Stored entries
* * * * * * * * *

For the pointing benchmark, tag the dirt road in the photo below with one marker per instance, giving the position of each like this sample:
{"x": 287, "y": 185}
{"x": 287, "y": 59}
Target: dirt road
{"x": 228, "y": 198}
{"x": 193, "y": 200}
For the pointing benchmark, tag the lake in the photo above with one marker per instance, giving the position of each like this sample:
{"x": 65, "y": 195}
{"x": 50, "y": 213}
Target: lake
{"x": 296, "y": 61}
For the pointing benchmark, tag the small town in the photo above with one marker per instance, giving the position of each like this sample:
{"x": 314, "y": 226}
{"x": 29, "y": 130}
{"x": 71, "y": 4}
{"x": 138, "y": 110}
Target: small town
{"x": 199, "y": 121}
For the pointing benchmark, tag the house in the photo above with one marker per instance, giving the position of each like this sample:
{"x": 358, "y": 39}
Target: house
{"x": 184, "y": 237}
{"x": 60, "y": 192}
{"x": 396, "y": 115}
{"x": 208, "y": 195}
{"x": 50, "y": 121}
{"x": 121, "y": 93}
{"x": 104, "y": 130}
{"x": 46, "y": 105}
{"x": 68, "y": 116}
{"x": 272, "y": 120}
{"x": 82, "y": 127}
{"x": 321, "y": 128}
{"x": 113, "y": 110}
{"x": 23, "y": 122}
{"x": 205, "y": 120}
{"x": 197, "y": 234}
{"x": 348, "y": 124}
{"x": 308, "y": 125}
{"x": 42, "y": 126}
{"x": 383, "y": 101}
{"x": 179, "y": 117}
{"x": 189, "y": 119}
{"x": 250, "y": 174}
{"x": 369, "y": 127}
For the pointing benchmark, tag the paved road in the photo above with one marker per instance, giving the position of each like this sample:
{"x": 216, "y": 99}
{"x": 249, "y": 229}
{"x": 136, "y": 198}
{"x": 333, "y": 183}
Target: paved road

* * * * * * * * *

WHAT IS ASKED: Can you rewrite all the records above with every "pointing benchmark" changed to "localization benchmark" and nothing else altered?

EXERCISE OUTPUT:
For the localization benchmark, tag the dirt road in the photo below with one marker per instance, giving the position of each like this sample:
{"x": 287, "y": 185}
{"x": 287, "y": 59}
Target: dirt road
{"x": 228, "y": 198}
{"x": 193, "y": 200}
For the localization benchmark, tag the lake in the photo above with one marker per instance, giving the position of each like this sample:
{"x": 65, "y": 195}
{"x": 50, "y": 213}
Target: lake
{"x": 296, "y": 61}
For the localization benchmark, tag the small town in the photo above with one marker per instance, giving the position of each like this sample:
{"x": 314, "y": 226}
{"x": 29, "y": 130}
{"x": 71, "y": 4}
{"x": 138, "y": 110}
Target: small town
{"x": 199, "y": 121}
For the localization benchmark, tag the house in the photo above with one marker per instance, giving the position of each like this sample:
{"x": 358, "y": 39}
Target: house
{"x": 184, "y": 237}
{"x": 60, "y": 192}
{"x": 396, "y": 115}
{"x": 208, "y": 195}
{"x": 50, "y": 121}
{"x": 121, "y": 93}
{"x": 104, "y": 130}
{"x": 46, "y": 105}
{"x": 68, "y": 116}
{"x": 272, "y": 120}
{"x": 82, "y": 127}
{"x": 321, "y": 128}
{"x": 113, "y": 110}
{"x": 23, "y": 122}
{"x": 205, "y": 120}
{"x": 197, "y": 234}
{"x": 348, "y": 124}
{"x": 308, "y": 125}
{"x": 42, "y": 126}
{"x": 383, "y": 101}
{"x": 179, "y": 117}
{"x": 189, "y": 119}
{"x": 250, "y": 174}
{"x": 369, "y": 127}
For the localization benchmark, tag the paved road in the photo above with one marker per instance, giving the position of each like this sample:
{"x": 216, "y": 99}
{"x": 249, "y": 229}
{"x": 136, "y": 198}
{"x": 333, "y": 183}
Target: paved road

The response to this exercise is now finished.